AP: That’s a stunning story. That’s ‒, this is the ninth interview I’ve done so far and I’ve been sitting here for about an hour and I haven’t said a word. That’s an absolutely spellbinding story. If you’re still happy to go on I’d like to fill in a few details, particularly of your earlier service leading up to getting onto operations. You’ve told me, I think, in probably as much detail as you’re likely to about what happened in France. I’m still very interested about that but I’d like to cover some of the other stuff as well [unclear] I’ve lost that microphone. There you go.
DK: We were in France this year, a chap took us to a house and when we entered he said, ‘I was living in in that when you people bombed it,’ and he said, ‘You missed it.’ So then he sent that to Den and he said, ’My father died and I was looking through all the stuff and I found a book.’ And he said, ‘That’s the cover of the book.’ Now that’s exactly us, yes, so he’s posting the book out, all in French, and I’ll have to get it back.
AP: That’s fantastic. Alright, so I’ll give you this so we can keep going. We’ll have a look at all your stuff once we’ve finished having a chat I think. So why did you pick the Air Force?
DK: Because I wanted to fly and, you know, when they told me I had no depth of perception but I didn’t tell you one of the things that I forgot, Tom, who was our pilot, I used to ‒, he used to let me fly, and finally after many, many runs he gave me a chance to land. I landed. I then found out I’d got no depth of perception [laugh]. I landed sixteen feet above the runway and the tower [unclear], ‘Go round, do more, three circuits and [unclear] never know how you go on operations.’ Tom said, ‘You bastard. You’ll kill me.’ [Laugh] That’s the first time around. My son wanted to go in the Air Force, got checked, he’s got no depth perception, exactly the same as me. His [emphasis] son went and got his pilot’s licence, he didn’t go in the Air Force ‘cause he couldn’t afford the thing to become a commercial pilot, but so, but my son said he was colour blind too. I said, ‘I wasn’t colour blind.’ So that’s something. Now here’s something people love, it’s come to me from France. A chap who, he talked to us all the trip, did the interpretations and that, and he and I learnt a lot. All of a sudden that came back, now he’s done that himself, people have seen it, ‘You’re a poof’, [laugh], no, that’s PO [laugh]’ with the roundel and then that.

*PROBLEM DESCRIPTION*.
Answer these questions from the interview transcript.
1. What number does the interviewer give this interview among those done so far?
2. In what language is the book that is being posted out written?
3. How far above the runway did the landing under Tom's watch take place?

*RECORDS SUPPLIED*.
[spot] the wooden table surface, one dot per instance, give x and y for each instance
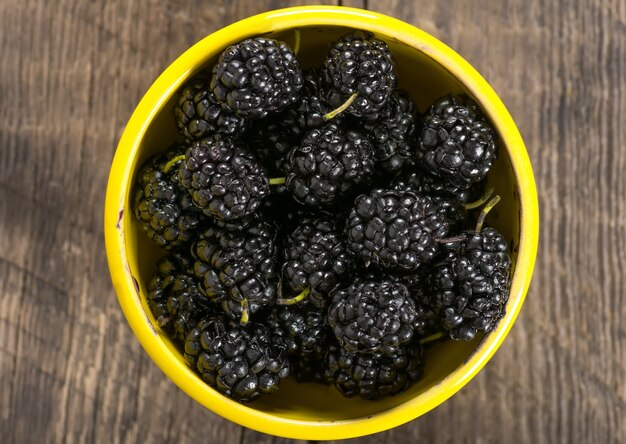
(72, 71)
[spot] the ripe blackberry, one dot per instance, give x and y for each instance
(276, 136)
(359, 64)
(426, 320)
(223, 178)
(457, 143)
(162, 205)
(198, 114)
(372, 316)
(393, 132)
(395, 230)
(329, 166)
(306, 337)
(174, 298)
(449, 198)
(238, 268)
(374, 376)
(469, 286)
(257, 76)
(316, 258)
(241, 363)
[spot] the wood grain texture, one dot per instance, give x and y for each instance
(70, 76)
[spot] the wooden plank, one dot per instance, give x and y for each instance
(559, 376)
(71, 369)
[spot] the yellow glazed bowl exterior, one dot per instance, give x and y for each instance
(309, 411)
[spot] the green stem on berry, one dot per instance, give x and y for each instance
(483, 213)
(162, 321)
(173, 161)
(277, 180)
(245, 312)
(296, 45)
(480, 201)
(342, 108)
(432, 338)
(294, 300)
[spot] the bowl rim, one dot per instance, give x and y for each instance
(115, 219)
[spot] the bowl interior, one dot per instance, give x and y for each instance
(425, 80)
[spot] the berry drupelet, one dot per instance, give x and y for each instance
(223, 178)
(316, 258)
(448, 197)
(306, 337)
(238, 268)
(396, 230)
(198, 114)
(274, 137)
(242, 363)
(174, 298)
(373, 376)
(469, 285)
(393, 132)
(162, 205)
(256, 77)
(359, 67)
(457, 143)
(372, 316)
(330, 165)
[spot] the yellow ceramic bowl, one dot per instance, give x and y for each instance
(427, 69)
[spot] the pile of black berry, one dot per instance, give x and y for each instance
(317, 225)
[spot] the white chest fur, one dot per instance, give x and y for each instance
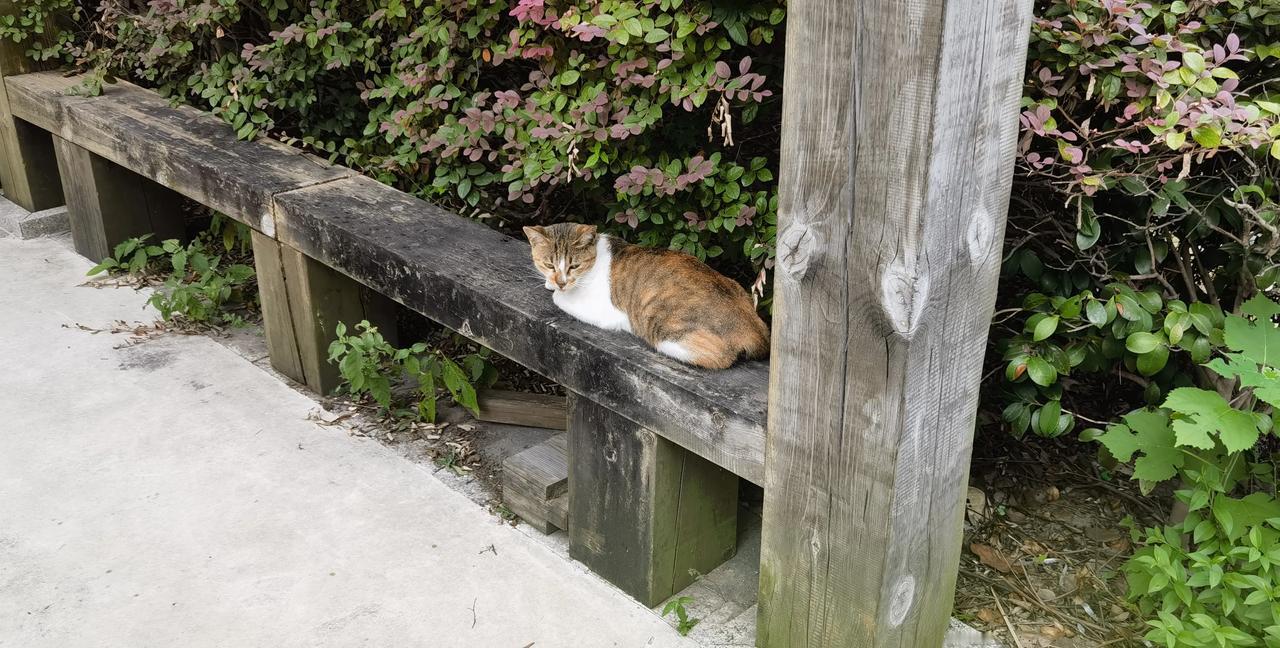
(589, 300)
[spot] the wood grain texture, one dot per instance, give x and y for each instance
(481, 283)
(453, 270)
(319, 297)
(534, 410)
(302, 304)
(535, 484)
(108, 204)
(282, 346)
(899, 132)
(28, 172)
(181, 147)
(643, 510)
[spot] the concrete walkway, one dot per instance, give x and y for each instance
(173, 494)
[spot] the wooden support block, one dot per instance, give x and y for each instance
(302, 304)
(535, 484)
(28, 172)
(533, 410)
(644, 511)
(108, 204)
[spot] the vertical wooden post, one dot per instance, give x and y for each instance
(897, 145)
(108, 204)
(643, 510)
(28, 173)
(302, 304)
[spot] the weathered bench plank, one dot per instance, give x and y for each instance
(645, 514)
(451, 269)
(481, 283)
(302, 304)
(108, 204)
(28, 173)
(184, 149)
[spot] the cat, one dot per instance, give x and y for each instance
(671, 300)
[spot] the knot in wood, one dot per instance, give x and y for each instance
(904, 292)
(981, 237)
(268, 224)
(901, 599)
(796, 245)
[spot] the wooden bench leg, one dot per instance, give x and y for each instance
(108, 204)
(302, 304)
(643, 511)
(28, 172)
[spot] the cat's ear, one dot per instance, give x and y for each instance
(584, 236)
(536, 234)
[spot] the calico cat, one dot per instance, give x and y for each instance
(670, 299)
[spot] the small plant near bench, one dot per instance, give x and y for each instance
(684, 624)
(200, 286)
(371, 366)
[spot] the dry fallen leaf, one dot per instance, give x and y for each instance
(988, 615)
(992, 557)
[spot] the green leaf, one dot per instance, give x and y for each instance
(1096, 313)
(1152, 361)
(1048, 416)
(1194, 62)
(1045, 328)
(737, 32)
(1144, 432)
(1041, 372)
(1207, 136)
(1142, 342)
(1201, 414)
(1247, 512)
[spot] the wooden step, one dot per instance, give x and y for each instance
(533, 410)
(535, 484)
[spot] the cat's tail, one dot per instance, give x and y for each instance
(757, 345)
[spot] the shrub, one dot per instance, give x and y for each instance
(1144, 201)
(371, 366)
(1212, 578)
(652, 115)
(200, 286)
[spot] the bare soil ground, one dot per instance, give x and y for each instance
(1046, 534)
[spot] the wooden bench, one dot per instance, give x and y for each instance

*WRITTEN RESPONSE*.
1. The ninth.
2. French.
3. Sixteen feet.